___ EXERCISE INPUT ___
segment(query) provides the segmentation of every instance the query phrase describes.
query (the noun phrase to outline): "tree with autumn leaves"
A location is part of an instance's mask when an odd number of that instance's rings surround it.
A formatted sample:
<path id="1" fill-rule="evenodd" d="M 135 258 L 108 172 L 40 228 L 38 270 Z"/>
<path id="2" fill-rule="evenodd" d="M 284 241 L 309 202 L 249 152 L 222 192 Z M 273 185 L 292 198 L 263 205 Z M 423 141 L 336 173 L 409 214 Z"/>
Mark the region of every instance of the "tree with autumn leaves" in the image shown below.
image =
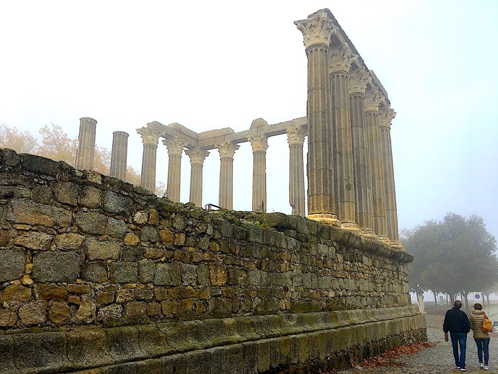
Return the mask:
<path id="1" fill-rule="evenodd" d="M 41 143 L 29 131 L 20 131 L 16 127 L 0 125 L 0 148 L 10 148 L 18 153 L 30 153 L 56 161 L 64 161 L 74 167 L 76 160 L 78 140 L 70 138 L 58 125 L 45 125 L 39 131 Z M 109 174 L 111 152 L 99 146 L 95 147 L 94 170 L 106 175 Z M 131 167 L 126 170 L 126 182 L 133 185 L 140 183 L 140 175 Z M 162 195 L 164 184 L 159 183 L 156 193 Z"/>
<path id="2" fill-rule="evenodd" d="M 446 293 L 453 302 L 461 294 L 468 306 L 470 292 L 482 291 L 489 301 L 489 294 L 497 290 L 497 241 L 482 217 L 448 213 L 442 221 L 426 221 L 402 231 L 401 240 L 415 256 L 408 264 L 408 277 L 417 295 L 429 290 Z"/>

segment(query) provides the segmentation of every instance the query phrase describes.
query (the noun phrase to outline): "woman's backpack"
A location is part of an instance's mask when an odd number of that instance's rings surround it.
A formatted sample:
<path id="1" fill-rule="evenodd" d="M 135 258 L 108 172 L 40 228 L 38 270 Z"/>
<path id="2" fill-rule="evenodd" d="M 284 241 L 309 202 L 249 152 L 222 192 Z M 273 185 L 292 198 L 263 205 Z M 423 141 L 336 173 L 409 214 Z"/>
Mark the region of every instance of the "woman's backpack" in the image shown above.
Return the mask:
___
Please copy every line of the items above word for word, leaving out the pictures.

:: TASK ANSWER ::
segment(query) provides the segmentation of every instance the query phrase describes.
query (the noun phrase to outline): "tree with autumn leaves"
A location is part of an instance's mask when an odd number of that instance's rings surround it.
A formatted sample:
<path id="1" fill-rule="evenodd" d="M 135 258 L 108 172 L 40 228 L 38 270 Z"/>
<path id="2" fill-rule="evenodd" d="M 284 241 L 309 202 L 249 152 L 222 192 Z M 273 185 L 292 198 L 263 205 Z M 423 141 L 336 173 L 409 214 Z"/>
Mark the region of every instance of the "tree with autumn leaves" in the image shown below.
image =
Return the mask:
<path id="1" fill-rule="evenodd" d="M 41 143 L 29 131 L 20 131 L 16 127 L 0 125 L 0 148 L 10 148 L 18 153 L 30 153 L 56 161 L 64 161 L 74 167 L 76 160 L 78 140 L 70 138 L 58 125 L 45 125 L 39 131 Z M 109 174 L 111 152 L 99 146 L 95 147 L 94 170 L 106 175 Z M 131 167 L 126 170 L 126 182 L 133 185 L 140 183 L 140 175 Z M 162 195 L 164 184 L 159 183 L 156 193 Z"/>
<path id="2" fill-rule="evenodd" d="M 446 293 L 453 302 L 461 294 L 468 306 L 470 292 L 482 291 L 489 301 L 489 294 L 497 290 L 497 241 L 482 217 L 448 213 L 442 221 L 426 221 L 402 231 L 401 240 L 415 256 L 408 264 L 408 277 L 417 295 L 429 290 Z"/>

segment(query) provides the segmentation of every instance the query phrase describes.
query (the noun phrase to outline): "woman's backpack"
A location is part of an instance's mask when an odd number of that instance's rings surround it.
A formatted sample:
<path id="1" fill-rule="evenodd" d="M 135 258 L 108 172 L 40 228 L 38 270 Z"/>
<path id="2" fill-rule="evenodd" d="M 284 241 L 309 202 L 249 152 L 222 192 Z M 273 185 L 292 198 L 263 205 Z M 423 141 L 336 173 L 409 214 Z"/>
Mark the region of every instance of the "woman's backpack" in the image shown above.
Return the mask:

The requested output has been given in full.